___ DOCUMENT SEGMENT ___

This is for a 12.04 ec2 instance.
In the man pages it says the default should be to require a password when using sudo. I thought by setting the ubuntu's account password (in case it wasn't set) that might start prompting me for a password when using sudo, but when I used the passwd command it required me to enter the original password before allowing me to change it. So, even though it appeared to be set already, it wasn't prompting me for a sudo pass, and after I used sudo to override and change the ubuntu account password, it still is not asking for a sudo pass.

___

▶ [WORK INSTRUCTIONS]
[1] In the sudo post, what did the passwd command require before it allowed the ubuntu account password to be changed?
[2] Print the sudo post from "In the man pages" to "a sudo pass.".
The records aren't needed for any of this work.

___ EXTRACTED MATERIAL ___

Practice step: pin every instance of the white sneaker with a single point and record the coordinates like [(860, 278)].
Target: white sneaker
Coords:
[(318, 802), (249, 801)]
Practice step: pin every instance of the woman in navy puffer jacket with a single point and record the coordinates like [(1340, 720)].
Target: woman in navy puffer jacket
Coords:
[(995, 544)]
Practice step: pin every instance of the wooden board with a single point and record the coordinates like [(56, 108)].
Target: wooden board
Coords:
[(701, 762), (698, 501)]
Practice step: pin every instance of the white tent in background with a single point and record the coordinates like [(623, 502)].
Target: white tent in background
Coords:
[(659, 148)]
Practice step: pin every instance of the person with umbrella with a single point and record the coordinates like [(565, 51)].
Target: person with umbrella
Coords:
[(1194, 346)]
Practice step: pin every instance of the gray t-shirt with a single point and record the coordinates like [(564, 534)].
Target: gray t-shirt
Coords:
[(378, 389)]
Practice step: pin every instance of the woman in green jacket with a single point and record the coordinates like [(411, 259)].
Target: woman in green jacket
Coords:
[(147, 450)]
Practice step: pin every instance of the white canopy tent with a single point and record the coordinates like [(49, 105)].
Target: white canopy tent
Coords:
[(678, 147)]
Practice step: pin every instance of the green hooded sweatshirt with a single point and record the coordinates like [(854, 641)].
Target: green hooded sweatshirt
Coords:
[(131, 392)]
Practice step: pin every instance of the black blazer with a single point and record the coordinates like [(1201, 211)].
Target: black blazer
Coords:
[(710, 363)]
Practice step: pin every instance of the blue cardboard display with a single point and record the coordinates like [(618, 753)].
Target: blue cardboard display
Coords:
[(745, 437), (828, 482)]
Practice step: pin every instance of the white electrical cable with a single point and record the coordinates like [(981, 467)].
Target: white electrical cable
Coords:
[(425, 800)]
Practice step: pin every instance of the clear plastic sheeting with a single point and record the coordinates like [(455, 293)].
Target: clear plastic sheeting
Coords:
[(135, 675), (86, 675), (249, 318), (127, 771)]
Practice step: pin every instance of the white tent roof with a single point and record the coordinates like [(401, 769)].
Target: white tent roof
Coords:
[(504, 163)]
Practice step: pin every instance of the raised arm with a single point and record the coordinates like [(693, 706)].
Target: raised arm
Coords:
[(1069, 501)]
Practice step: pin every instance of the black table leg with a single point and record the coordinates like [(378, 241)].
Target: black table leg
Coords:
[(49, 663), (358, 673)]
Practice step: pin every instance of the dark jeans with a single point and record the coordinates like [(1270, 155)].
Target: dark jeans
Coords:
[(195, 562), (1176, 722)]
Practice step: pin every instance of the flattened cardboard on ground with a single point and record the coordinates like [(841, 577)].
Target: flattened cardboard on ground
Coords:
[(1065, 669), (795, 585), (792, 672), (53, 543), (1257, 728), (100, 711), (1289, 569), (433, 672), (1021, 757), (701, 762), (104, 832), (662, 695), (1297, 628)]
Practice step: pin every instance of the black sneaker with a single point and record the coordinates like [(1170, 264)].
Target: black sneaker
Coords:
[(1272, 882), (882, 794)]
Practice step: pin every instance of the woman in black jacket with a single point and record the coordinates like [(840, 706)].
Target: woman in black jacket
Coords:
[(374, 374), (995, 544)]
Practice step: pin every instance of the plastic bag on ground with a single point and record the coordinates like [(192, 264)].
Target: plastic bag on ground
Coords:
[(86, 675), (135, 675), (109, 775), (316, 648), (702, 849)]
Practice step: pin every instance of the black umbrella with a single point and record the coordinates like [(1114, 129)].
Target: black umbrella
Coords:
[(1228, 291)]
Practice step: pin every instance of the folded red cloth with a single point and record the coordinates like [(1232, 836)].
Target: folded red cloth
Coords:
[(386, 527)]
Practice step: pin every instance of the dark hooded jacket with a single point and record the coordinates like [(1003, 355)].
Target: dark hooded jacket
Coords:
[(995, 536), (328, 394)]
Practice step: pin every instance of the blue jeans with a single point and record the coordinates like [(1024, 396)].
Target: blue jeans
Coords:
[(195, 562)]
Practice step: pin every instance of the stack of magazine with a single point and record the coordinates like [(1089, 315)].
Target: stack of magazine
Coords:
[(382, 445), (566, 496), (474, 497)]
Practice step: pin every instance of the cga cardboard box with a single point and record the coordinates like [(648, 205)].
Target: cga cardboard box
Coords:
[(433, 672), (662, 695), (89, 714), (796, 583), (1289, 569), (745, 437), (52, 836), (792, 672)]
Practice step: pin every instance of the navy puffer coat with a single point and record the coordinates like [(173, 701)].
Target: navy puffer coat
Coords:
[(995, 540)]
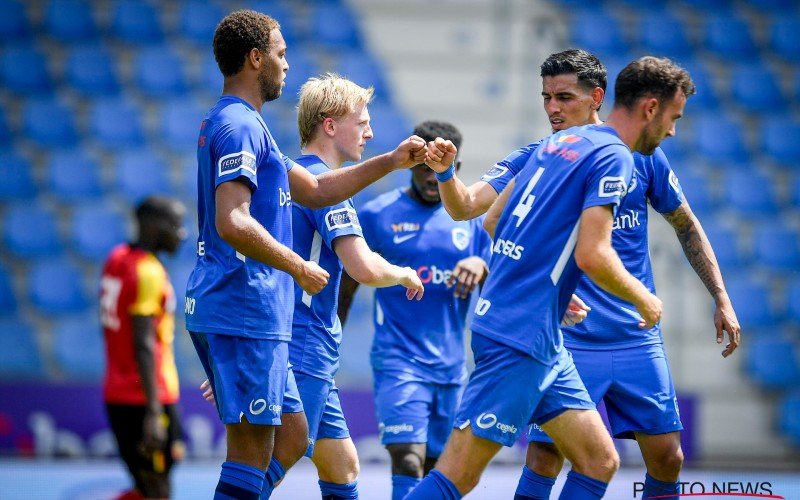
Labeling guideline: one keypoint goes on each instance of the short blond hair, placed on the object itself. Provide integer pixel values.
(327, 96)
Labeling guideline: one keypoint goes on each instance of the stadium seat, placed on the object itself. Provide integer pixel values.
(16, 172)
(70, 21)
(14, 25)
(159, 72)
(88, 241)
(8, 300)
(752, 302)
(79, 347)
(750, 194)
(773, 362)
(74, 176)
(136, 22)
(785, 37)
(116, 123)
(777, 247)
(141, 173)
(30, 231)
(19, 353)
(49, 123)
(729, 37)
(778, 141)
(56, 287)
(23, 70)
(91, 70)
(756, 88)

___

▶ [LIST OF SOLUTIONS]
[1] It required entering the original password.

[2]
In the man pages it says the default should be to require a password when using sudo. I thought by setting the ubuntu's account password (in case it wasn't set) that might start prompting me for a password when using sudo, but when I used the passwd command it required me to enter the original password before allowing me to change it. So, even though it appeared to be set already, it wasn't prompting me for a sudo pass, and after I used sudo to override and change the ubuntu account password, it still is not asking for a sudo pass.